=== RECORDS PROVIDED ===
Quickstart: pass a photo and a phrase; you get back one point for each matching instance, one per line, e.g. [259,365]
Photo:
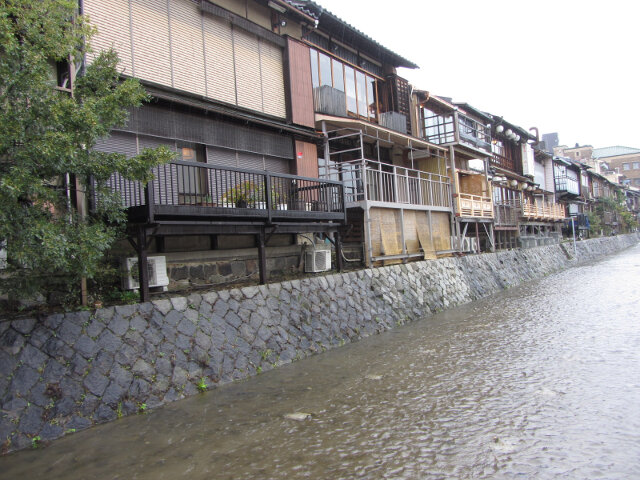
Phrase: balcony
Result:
[546,211]
[187,192]
[474,206]
[370,181]
[566,184]
[442,129]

=== WORK REQUEST ===
None of the pictures should be carried over when the data above is transcribed exactly.

=== OUTPUT OF THE EXERCISE ===
Quickstart: pass a photo and a phrase; you get back one point for each matching instance, one per line, e.g. [259,365]
Photo:
Phrase: balcony
Result:
[546,211]
[187,192]
[474,206]
[370,181]
[566,184]
[442,129]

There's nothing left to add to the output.